## [GIVEN DATA]

++++++++++

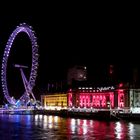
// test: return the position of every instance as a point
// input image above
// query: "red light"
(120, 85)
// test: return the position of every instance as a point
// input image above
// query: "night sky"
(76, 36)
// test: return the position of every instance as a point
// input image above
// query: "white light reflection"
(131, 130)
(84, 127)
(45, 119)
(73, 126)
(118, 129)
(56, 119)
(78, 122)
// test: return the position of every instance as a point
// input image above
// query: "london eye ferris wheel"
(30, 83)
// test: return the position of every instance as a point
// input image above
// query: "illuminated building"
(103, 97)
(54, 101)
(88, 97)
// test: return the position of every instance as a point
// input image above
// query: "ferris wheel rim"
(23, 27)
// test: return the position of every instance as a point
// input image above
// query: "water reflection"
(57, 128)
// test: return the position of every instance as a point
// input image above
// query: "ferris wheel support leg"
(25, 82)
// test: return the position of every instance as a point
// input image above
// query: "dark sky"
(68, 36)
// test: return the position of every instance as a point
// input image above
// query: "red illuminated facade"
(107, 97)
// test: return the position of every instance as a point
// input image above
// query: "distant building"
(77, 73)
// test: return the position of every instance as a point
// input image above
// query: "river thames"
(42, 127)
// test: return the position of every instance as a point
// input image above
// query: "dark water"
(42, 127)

++++++++++

## [WORK ORDER]
Strip out the pictures and reproduce the remaining material above exactly.

## [EXERCISE SOLUTION]
// test: return the position of every instance as a point
// input image above
// query: "red light"
(120, 85)
// test: return the position of every instance as a point
// input image above
// query: "night sky"
(76, 36)
// test: return the position of every instance as a point
// input image above
// query: "white light reflection"
(131, 130)
(84, 127)
(45, 119)
(73, 126)
(118, 129)
(56, 119)
(78, 122)
// test: return the position of every instance as a point
// input image above
// query: "london eye ferris wheel"
(30, 83)
// test: return the position of every instance as a point
// input image above
// query: "illuminated building"
(103, 97)
(54, 101)
(88, 97)
// test: return the position of every instance as a point
// input image above
// query: "ferris wheel rim"
(23, 27)
// test: return the position of every instance as a point
// input image above
// query: "water reflection"
(57, 128)
// test: return the position of every instance as a point
// input image above
// query: "ferris wheel support leg"
(25, 82)
// test: return the position of every instance as a point
// input image above
// query: "dark sky"
(68, 36)
// test: return the position of every instance as a point
// input image above
// query: "red illuminated facade"
(107, 97)
// test: return the position of every instance as a point
// input image above
// query: "distant building"
(77, 73)
// test: return the position of every instance as a point
// input image above
// query: "river thames"
(42, 127)
// test: return the position of every instance as a point
// input image above
// query: "dark water"
(42, 127)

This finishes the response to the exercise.